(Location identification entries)
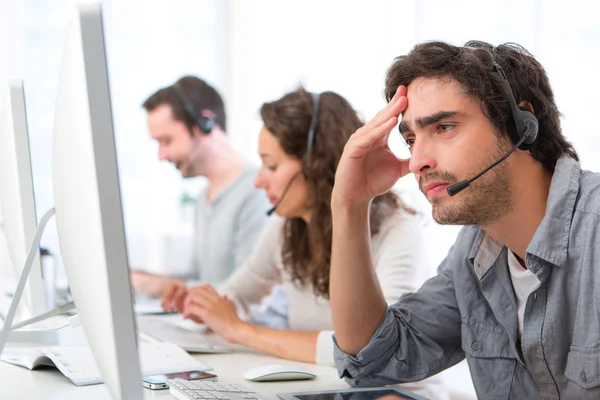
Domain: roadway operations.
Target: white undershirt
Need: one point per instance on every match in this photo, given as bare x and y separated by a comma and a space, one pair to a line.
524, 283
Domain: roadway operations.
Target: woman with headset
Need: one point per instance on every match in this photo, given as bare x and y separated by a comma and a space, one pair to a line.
--
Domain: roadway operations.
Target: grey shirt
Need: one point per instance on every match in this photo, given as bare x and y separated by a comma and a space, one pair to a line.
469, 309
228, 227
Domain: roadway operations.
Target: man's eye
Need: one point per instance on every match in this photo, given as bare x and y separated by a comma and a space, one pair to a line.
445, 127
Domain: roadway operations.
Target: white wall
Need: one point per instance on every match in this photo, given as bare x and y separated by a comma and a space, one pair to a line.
--
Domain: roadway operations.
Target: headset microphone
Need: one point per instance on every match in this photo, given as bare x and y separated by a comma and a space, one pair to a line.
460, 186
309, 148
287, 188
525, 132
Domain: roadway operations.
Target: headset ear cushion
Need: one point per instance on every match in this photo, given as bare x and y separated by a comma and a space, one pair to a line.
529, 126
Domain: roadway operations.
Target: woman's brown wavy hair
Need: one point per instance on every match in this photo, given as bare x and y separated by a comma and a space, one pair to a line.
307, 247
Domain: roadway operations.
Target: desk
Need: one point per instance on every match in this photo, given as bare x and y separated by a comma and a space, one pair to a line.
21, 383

### GIVEN REQUEST
Locate every line in the material above that contains the word "headset" and copy each one in full. Case counts.

### COMPLETE RESPONSE
Target: woman with headset
Target: headset microphone
Target: headset ear cushion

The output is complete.